Count the lines in the items below that contain the string "wall", and give only that number.

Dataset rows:
+ + + + + + +

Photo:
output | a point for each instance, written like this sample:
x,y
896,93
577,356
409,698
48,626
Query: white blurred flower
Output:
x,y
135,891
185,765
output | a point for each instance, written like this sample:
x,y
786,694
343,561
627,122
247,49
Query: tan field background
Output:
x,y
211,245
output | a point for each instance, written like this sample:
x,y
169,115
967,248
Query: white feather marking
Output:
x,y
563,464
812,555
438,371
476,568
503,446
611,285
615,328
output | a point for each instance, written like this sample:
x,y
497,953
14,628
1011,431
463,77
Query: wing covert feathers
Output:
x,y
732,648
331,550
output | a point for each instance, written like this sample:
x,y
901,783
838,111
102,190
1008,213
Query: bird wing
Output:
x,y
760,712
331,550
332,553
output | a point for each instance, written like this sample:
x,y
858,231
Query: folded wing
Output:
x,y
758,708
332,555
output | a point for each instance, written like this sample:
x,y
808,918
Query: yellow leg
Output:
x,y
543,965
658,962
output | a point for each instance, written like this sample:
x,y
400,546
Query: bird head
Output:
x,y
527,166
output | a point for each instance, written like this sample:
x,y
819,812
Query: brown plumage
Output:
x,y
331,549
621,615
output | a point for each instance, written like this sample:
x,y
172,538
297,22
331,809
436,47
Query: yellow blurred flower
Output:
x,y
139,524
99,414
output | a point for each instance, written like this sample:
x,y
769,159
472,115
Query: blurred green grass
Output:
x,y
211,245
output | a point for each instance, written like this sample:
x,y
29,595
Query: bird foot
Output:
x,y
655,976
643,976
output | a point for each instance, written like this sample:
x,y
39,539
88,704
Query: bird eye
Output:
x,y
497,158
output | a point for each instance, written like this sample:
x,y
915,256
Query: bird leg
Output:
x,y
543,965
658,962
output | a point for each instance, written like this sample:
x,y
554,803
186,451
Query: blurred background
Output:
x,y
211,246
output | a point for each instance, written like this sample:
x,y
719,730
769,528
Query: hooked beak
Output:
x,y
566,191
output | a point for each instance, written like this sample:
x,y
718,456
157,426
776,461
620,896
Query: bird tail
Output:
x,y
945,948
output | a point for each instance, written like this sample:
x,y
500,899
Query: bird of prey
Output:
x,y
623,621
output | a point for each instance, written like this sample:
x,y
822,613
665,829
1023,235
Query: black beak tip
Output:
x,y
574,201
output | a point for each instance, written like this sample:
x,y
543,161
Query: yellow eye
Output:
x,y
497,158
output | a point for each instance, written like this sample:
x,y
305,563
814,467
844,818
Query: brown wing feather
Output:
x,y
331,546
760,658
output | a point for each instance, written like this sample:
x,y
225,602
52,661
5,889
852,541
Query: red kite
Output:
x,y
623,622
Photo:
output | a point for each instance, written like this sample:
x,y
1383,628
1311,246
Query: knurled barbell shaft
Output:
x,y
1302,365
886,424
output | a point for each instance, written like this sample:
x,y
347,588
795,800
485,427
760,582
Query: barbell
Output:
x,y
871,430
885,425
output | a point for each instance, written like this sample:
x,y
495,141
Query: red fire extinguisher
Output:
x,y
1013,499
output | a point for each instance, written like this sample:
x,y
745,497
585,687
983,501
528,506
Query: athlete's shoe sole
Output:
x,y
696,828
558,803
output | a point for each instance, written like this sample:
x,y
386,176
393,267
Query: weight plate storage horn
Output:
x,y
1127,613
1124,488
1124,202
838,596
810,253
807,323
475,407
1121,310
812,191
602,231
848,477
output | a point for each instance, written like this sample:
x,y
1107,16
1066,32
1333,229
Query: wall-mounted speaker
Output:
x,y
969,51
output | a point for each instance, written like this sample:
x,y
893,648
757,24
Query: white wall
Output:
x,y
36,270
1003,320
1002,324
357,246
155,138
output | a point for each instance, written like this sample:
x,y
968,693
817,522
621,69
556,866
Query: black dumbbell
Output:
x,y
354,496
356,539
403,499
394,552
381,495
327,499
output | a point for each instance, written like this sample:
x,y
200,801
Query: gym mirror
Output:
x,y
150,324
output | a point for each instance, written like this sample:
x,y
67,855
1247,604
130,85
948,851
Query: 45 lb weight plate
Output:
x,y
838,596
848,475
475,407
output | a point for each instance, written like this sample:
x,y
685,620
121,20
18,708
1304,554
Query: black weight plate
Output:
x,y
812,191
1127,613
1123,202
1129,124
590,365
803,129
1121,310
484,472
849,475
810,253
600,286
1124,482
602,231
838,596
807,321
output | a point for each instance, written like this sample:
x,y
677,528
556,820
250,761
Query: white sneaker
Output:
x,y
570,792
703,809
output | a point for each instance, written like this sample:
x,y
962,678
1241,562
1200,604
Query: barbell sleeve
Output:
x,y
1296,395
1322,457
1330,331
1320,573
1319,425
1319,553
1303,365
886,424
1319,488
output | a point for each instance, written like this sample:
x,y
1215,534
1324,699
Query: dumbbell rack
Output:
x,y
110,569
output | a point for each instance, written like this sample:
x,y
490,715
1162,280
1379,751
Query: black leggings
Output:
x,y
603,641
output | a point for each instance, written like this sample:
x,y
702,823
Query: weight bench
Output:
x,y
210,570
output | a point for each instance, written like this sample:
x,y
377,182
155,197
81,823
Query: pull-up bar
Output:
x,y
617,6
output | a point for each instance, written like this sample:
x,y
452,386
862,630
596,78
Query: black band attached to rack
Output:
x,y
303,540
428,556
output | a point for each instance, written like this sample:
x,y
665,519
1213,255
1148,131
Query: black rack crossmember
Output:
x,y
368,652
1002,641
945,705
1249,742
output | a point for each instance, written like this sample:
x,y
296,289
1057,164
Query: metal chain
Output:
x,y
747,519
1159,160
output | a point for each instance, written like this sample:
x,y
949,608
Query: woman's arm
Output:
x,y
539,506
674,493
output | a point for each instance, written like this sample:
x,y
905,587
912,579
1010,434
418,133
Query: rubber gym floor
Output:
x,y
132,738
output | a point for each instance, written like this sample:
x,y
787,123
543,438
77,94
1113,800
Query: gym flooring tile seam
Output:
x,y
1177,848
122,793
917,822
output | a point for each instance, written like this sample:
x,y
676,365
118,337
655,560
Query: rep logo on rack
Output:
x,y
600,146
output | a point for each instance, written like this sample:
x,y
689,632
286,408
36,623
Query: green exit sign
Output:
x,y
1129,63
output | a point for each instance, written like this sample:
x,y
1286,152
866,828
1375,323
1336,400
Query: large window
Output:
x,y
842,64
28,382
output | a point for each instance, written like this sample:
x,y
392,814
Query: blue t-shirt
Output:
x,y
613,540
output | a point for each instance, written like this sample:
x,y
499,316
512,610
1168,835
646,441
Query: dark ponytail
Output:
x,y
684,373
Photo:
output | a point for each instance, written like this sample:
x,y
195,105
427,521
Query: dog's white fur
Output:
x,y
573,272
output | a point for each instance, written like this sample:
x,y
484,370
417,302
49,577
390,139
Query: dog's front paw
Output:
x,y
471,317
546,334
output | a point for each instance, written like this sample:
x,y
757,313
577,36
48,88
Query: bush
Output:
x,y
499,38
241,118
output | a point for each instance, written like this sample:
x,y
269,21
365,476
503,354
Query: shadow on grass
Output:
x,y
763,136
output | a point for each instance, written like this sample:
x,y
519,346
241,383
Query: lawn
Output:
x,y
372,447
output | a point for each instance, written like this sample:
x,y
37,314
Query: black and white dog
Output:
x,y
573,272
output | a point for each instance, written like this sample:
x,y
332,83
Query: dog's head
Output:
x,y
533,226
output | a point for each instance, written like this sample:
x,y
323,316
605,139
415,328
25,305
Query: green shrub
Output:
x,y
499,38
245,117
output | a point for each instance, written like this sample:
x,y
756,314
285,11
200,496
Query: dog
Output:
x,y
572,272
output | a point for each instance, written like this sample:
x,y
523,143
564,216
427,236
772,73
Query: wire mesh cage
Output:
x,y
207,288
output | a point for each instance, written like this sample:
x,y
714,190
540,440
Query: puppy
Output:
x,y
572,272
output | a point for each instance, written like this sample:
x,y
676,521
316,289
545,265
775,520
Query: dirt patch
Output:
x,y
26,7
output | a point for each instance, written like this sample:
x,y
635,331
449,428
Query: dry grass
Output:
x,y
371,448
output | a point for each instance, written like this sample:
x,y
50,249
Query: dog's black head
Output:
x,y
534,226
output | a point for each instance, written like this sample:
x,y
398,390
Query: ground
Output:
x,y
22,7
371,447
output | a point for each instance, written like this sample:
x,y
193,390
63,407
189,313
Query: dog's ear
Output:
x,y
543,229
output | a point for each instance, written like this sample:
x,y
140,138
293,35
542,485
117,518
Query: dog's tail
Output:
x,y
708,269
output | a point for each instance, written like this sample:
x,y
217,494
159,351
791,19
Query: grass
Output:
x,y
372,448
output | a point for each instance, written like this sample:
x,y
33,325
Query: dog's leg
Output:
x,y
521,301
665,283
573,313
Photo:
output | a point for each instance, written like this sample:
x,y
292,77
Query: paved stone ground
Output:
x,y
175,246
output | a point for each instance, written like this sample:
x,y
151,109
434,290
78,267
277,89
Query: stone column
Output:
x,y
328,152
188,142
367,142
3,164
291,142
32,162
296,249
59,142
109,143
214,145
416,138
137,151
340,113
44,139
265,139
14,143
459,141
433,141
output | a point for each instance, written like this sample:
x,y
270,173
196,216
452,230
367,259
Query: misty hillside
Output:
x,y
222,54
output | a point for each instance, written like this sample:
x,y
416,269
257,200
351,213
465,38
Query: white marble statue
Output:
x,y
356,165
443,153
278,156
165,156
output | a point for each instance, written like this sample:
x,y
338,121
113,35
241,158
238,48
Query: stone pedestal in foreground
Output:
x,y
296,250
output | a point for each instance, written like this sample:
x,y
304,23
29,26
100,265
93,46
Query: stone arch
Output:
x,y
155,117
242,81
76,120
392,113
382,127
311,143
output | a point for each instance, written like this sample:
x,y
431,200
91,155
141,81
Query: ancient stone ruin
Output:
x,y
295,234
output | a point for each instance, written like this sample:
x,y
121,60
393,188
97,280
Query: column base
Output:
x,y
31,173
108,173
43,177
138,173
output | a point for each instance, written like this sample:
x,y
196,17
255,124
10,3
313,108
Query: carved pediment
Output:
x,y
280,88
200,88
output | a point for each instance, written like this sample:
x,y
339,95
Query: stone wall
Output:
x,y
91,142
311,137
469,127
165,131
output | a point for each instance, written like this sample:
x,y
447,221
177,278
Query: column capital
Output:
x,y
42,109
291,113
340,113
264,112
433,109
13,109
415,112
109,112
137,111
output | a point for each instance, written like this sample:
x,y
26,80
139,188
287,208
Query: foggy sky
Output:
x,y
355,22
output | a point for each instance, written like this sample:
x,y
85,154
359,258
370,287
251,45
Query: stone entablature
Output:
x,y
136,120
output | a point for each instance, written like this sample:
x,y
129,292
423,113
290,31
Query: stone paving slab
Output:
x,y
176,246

+ + + + + + +

Result for this exercise: 3